%%

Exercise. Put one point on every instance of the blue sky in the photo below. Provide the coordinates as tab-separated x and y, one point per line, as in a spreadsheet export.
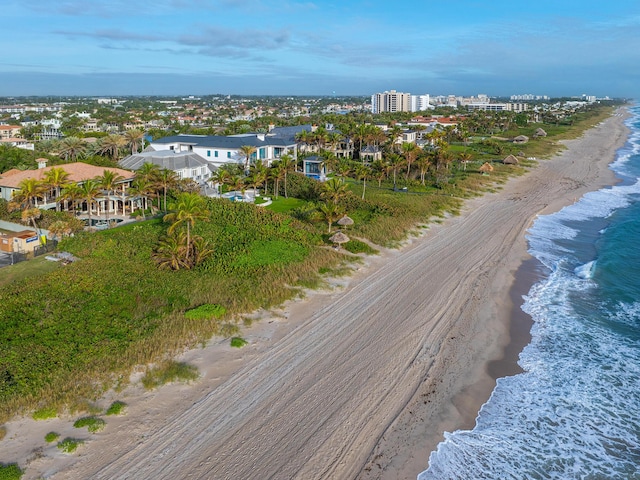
280	47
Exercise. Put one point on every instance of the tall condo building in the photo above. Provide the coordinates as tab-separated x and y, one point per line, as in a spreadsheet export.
419	103
391	101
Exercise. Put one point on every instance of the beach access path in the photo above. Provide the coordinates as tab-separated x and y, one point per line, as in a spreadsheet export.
360	381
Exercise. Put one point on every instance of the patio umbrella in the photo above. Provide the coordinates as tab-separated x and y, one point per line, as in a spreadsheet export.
339	238
486	168
345	221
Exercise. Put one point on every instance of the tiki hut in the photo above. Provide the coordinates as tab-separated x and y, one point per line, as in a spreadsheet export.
345	221
486	168
339	238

%%

WRITTEN INSTRUCTION =
Copy out exactly the lines from the line with "Exercise. Put one point on every instance of the tall" to the end of the listing, including both of those lines, and give nothing else.

ANSWER TO THE TASK =
Exercise. Put one point on every instance of the tall condo building in the photo above. Provide the coordinates as tab-separated x and y, one point per line, as in a spreadsheet export.
419	103
391	101
Exercise. Put one point on every instance of the beach access path in the photo above. Provide the coordinates as tab-separated x and y, one point per line, as in a spreadsheet export.
360	381
Exercise. Put one point on every instance of the patio umbrella in the photo above. Provide the coordinates as tab-separated x and y, one point per line, as in a spreadsheet export.
339	238
486	168
345	221
Exercise. Put one point on every instance of the tiki hut in the photo above. Provide the coordinates as tab-separated x and y, one point per line, as in a spreadsheet export.
345	221
486	168
339	238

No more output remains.